Al Qaeda uses Web sites to draw recruits, spread propaganda

washtimes.com

By Neil Doyle
THE WASHINGTON TIMES

LONDON — Al Qaeda has begun a massive recruitment drive for volunteers to wage war against America and Western-friendly governments in Iraq, Central Asia and throughout the Middle East.
Osama bin Laden's network has also published three electronic-books on its new Web site: two that detail its tactics and intentions in Saudi Arabia and Iraq, and a handbook called "The 39 Steps to Jihad."
The latest publicity drive kicked into high gear yesterday, the eve of the second anniversary of the September 11 attacks, with a series of taped messages from bin Laden and a top lieutenant.
An audiotape purportedly from bin Laden's No. 2, Ayman al-Zawahri, urged Muslims to "devour the Americans as lions do and bury them in the graveyard of Iraq."
It was aired on the Arab satellite channel Al Jazeera, along with what was said to be new video footage of bin Laden and al-Zawahri together.
A voice said to be bin Laden's, in a separate audiotape, praised the suicide hijackers who flew planes into New York's World Trade Center, the Pentagon in Washington and a field in Pennsylvania.
One of the recent Internet books about the May Riyadh bombings, was authored by Sheik Yousef al-Ayyeri, a close friend of bin Laden.
It confirms for the first time that al Qaeda has been conducting operations inside Iraq.
It says: "The number [of those who carried out the bombings] reported by the press is inaccurate. Some of them who were not predestined for martyrdom continue to cause losses to the enemies of Allah, the Americans, in Iraq, and carried out acts of heroism there. ..."
-*-*-
REQUIRED WORK:
a) Return the part of the Al Qaeda Web sites article starting with "A voice said" and going on through "field in Pennsylvania.", word for word.
b) In the Al Qaeda Web sites article, what is the handbook published on the network's new Web site called?
Rely on the Al Qaeda Web sites article alone.

(Entries pointing to named objects)
-*-*-
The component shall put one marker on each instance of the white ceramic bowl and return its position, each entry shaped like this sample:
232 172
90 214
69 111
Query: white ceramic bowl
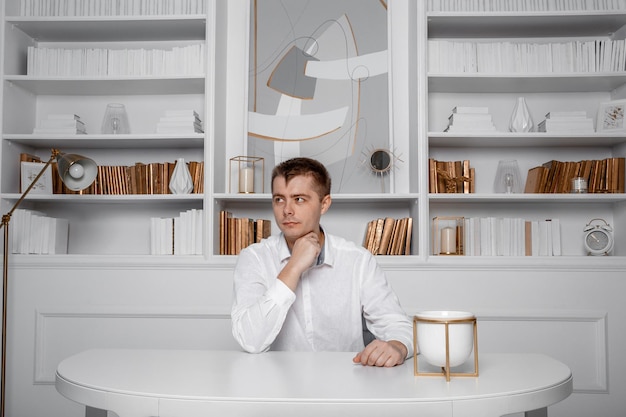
431 337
-*-*-
OUTPUTS FOR THE TASKS:
a)
A voice said to be bin Laden's, in a separate audiotape, praised the suicide hijackers who flew planes into New York's World Trade Center, the Pentagon in Washington and a field in Pennsylvania.

b) "The 39 Steps to Jihad."